SET OF TASKS -
**a.** Copy word for word everything in the Psalm 21 reflection from "I was reading" down to "thank you, Lord.".
**b.** Carry on the Psalm 21 reflection from its last sentence.
----- ARTICLE
I was reading Psalm 21 yesterday. What a true psalm of praise. How can one read that, and not think of all the ways that God has saved, provided, rescued?

As I read verse 2, it was like a flood broke in my heart and the tears came pouring out.  “You have given him his heart’s desire, and have not withheld the request of his lips. (NKJ)  I saw the absolute truth of this verse on two levels. Let me rewind a little to explain.

Nearly two years ago, the Lord began working in my heart as He posed a question to me. Would I be willing to have another child?  I had two girls, aged 9 and nearly 7 at the time.  I could see the light at the end of the tunnel. They were becoming more self-sufficient. We were moving into a new phase and I was loving it. Have a baby and start all over? No thank you, Lord.

Well, He persisted. Through one of my daughters, through the Word of God, through others. I knew He was talking to me.  But I have plans, Lord. What about the things that I desire, God? I decided that it was too crazy to move forward without some confirmation. I asked a friend to pray for me, but I did not give her any details. It turns out that she didn’t need any details from me, because the Lord was clear in communicating to her that a baby was in my future.

The more I prayed, the more it became clear to me that the baby would be a son. And the purpose would not be about me, but about blessing my husband.  I shared this news with my hubby several months down the road. It took some time, but we were finally willing to let God do what He wanted.

Within 10 days of opening the door for God to do His will, I became pregnant. We were in shock. God really meant what He said!  We were excited, but mostly scared out of our minds. Our life and family circumstances were not ideal for having another baby, but we tried to trust Him.
----------
----- ENTRIES SHOWN
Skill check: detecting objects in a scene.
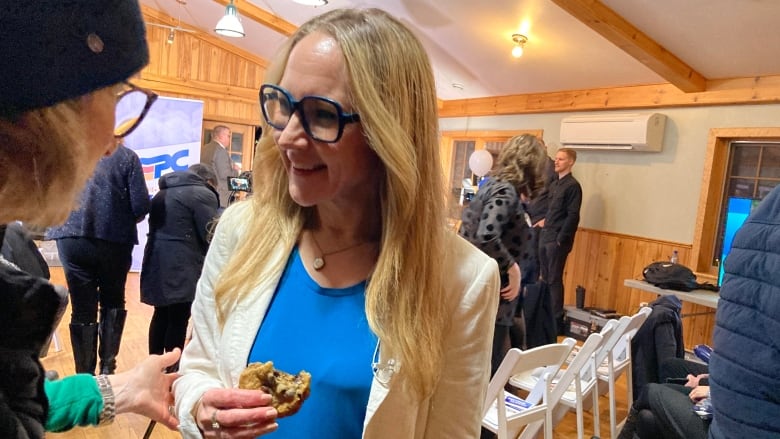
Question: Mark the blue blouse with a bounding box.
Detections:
[249,247,377,439]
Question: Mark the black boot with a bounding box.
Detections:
[70,323,98,375]
[98,308,127,375]
[618,407,639,439]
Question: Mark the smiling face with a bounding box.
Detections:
[555,151,574,176]
[273,32,381,210]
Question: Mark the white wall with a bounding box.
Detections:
[440,105,780,244]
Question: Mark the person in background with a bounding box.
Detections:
[46,143,149,375]
[174,9,499,439]
[0,0,179,439]
[141,164,219,360]
[200,125,238,207]
[458,134,547,374]
[709,185,780,439]
[539,148,582,334]
[509,138,558,350]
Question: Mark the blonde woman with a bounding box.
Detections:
[0,0,178,438]
[174,9,498,439]
[459,134,547,373]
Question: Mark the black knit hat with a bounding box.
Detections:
[0,0,149,117]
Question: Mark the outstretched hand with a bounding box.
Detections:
[195,389,279,439]
[108,348,181,430]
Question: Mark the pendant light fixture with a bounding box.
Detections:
[214,0,246,38]
[512,34,528,58]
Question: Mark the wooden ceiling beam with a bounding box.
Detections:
[439,75,780,117]
[552,0,707,93]
[141,4,268,68]
[214,0,298,37]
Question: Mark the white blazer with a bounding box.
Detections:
[174,202,500,439]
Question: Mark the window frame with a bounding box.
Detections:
[691,127,780,282]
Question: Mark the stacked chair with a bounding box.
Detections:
[500,308,652,439]
[509,317,616,439]
[596,307,653,438]
[482,338,576,439]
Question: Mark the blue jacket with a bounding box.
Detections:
[710,185,780,439]
[46,145,149,245]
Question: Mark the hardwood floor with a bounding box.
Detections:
[42,267,626,439]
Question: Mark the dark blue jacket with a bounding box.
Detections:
[631,295,685,400]
[710,185,780,439]
[141,171,219,306]
[46,145,149,244]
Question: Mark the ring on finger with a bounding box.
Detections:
[211,409,222,430]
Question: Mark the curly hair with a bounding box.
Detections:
[489,134,547,198]
[0,98,97,226]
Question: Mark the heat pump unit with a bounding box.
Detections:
[560,113,666,152]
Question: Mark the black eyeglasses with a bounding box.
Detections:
[114,81,157,139]
[260,84,360,143]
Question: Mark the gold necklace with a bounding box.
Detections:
[309,231,374,271]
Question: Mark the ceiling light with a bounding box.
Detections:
[512,34,528,58]
[214,0,246,38]
[293,0,328,6]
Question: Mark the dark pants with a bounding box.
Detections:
[658,358,709,386]
[57,238,133,324]
[634,383,709,439]
[149,302,192,354]
[490,325,510,377]
[539,241,571,333]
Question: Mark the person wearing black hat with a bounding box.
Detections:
[0,0,179,438]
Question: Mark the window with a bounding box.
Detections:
[712,140,780,266]
[693,128,780,277]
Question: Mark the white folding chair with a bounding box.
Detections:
[596,307,653,438]
[509,320,618,439]
[482,339,574,439]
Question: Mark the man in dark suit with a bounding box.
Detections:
[200,125,238,207]
[539,148,582,334]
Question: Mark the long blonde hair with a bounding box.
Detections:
[215,9,449,398]
[0,98,95,226]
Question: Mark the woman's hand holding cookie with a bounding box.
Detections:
[195,389,279,439]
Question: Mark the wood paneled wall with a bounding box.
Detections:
[137,6,268,125]
[563,228,715,349]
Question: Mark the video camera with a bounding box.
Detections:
[228,171,252,193]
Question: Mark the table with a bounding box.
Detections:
[623,279,720,309]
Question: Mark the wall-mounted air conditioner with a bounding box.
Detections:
[560,113,666,151]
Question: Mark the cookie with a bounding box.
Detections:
[238,361,311,418]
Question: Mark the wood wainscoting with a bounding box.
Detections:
[563,228,715,349]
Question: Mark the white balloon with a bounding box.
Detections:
[469,149,493,177]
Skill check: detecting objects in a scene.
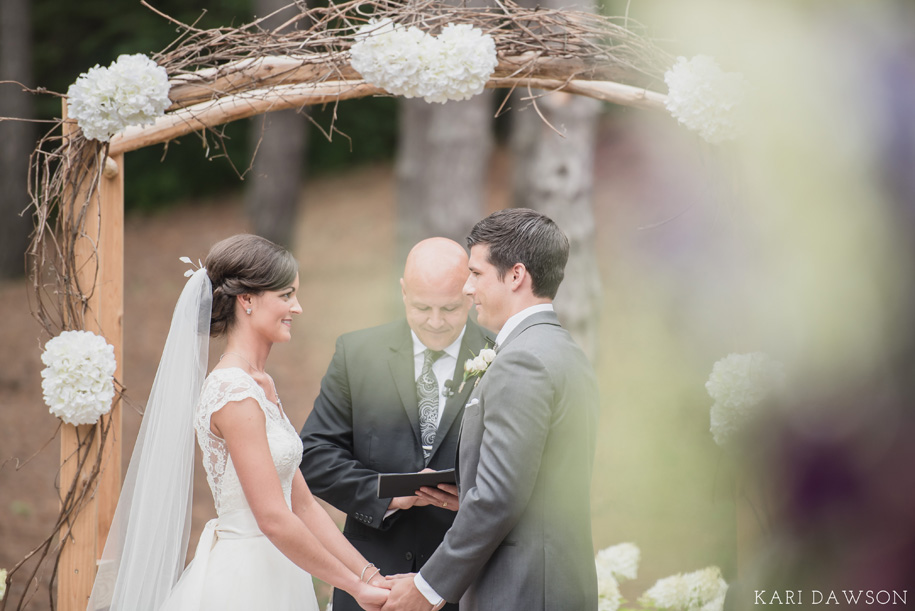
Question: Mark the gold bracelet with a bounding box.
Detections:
[359,562,375,583]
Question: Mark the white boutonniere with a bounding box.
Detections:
[458,348,496,392]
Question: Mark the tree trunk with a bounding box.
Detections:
[397,0,494,267]
[510,0,601,361]
[397,92,492,263]
[0,0,35,278]
[245,0,308,248]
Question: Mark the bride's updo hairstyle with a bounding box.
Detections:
[204,233,299,337]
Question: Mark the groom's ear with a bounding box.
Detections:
[507,263,530,291]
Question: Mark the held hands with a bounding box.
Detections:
----------
ANSWERS TO THE PROBLEMS -
**a.**
I was reading Psalm 21 yesterday. What a true psalm of praise. How can one read that, and not think of all the ways that God has saved, provided, rescued?

As I read verse 2, it was like a flood broke in my heart and the tears came pouring out.  “You have given him his heart’s desire, and have not withheld the request of his lips. (NKJ)  I saw the absolute truth of this verse on two levels. Let me rewind a little to explain.

Nearly two years ago, the Lord began working in my heart as He posed a question to me. Would I be willing to have another child?  I had two girls, aged 9 and nearly 7 at the time.  I could see the light at the end of the tunnel. They were becoming more self-sufficient. We were moving into a new phase and I was loving it. Have a baby and start all over? No thank you, Lord.

**b.**
Then, the unthinkable happened. We went to the doctor at 11 weeks to hear the heartbeat for the first time, but there was no heartbeat. Our baby had been developing, but the heart stopped beating. He was taken from us.

The sorrow came. The questions came. The anger came. Was God messing with us? Was this some kind of sick test? Could we really trust Him after this? We wrestled and wrestled with these hard questions.  We cried alot.

Then the answers started coming. We realized that this baby…the one that we weren’t sure we were ready for…. this baby that wasn’t our idea…. this baby was ALL that we wanted.  We were sure that God wanted us to have a son, and now we desperately wanted God to carry out His will. No questions. No doubts. We wanted a son. Funny how a tragic event can change our perspective.

It took another 8 months before we got pregnant again. It wasn’t until we let it go that God was able to do His work again. This week we faced the one year anniversary of our miscarriage… and thanks to the Lord, the pain was softened, very nearly wiped out, by the growing baby in my womb. It was no coincidence that four days before the anniversary of our loss, we found out that this baby is indeed a son.

So back to Psalm 21:2. I’ll personalize it a little bit. “You have given me my heart’s desire, and have not withheld the request of my lips.” Clearly, God has given us what we desired, what we have requested from Him.  No question there.  But the Holy Spirit led me a little deeper into this verse.

God has given me my heart’s desire. Not just granted my heart’s desire, but He actually gave me, planted within me,  birthed in my heart this desire for a son. It’s not what I wanted two years ago. It’s what He wanted for me, and He took my stubborn heart and transformed it in His loving hands.   He brought me in line with His will and led me to a place where I could say, “Yes, Lord.”

I not only thank Him for giving me this precious son, but I praise Him for giving me the desire to begin again as a mother. To add a new soul to our family. To bless my husband, who has given selflessly to our family for nearly 14 years. God is good. I think I’ll let him give me the desires of my heart from now on.

What do I want next, Lord?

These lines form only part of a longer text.